Task directions: Please pull out every line in the records below that contains the word "child" and copy each one unchanged.

Material for this exercise:
= = = = =

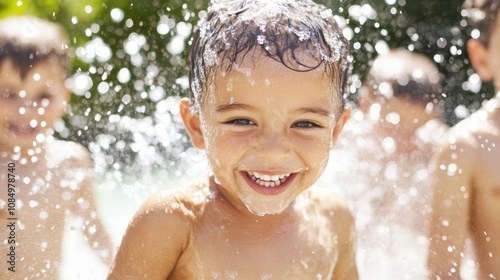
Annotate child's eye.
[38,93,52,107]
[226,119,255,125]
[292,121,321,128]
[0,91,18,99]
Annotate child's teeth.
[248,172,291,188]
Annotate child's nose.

= = = = =

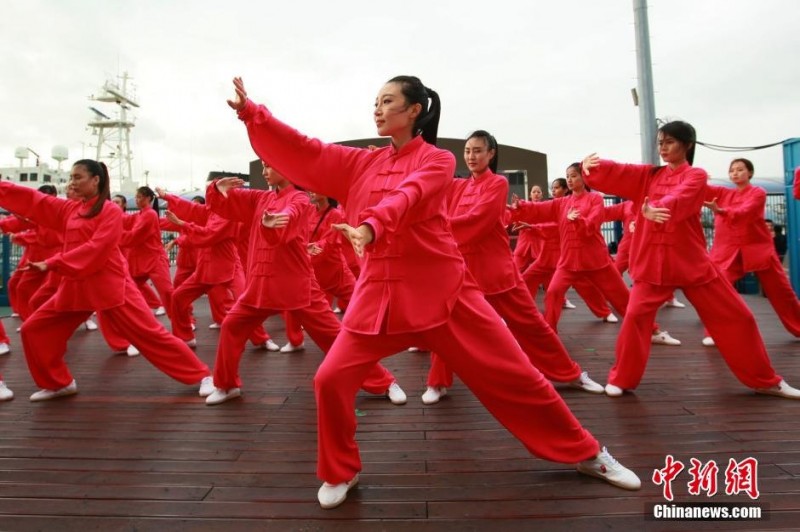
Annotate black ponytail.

= = = = =

The completed task:
Annotate child's eye.
Annotate child's teeth.
Annotate child's nose.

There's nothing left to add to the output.